EXERCISE PROMPT => Transcribe, without alteration, the line that includes "Query: wooden push cart" and each line after it until the records end, omitting all that precede it.

RECORDS PROVIDED Start Marker

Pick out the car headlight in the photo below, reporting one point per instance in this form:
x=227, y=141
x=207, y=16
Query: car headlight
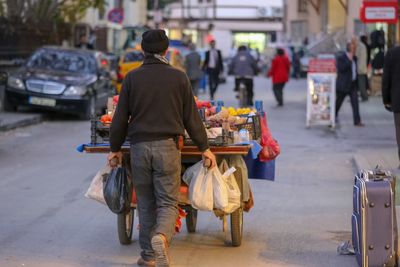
x=75, y=90
x=15, y=83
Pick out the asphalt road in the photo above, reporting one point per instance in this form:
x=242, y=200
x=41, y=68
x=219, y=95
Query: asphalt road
x=298, y=220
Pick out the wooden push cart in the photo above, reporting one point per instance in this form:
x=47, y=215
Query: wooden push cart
x=190, y=155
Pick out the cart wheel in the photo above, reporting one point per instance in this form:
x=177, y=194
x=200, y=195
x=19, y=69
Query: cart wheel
x=237, y=227
x=191, y=219
x=125, y=226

RECORDS PROVIDED End Marker

EXERCISE ANSWER =>
Query: wooden push cart
x=190, y=155
Pick out the cart wheel in the photo above, reporting one point per instance in this form:
x=177, y=194
x=200, y=195
x=19, y=69
Query: cart wheel
x=237, y=227
x=191, y=219
x=125, y=226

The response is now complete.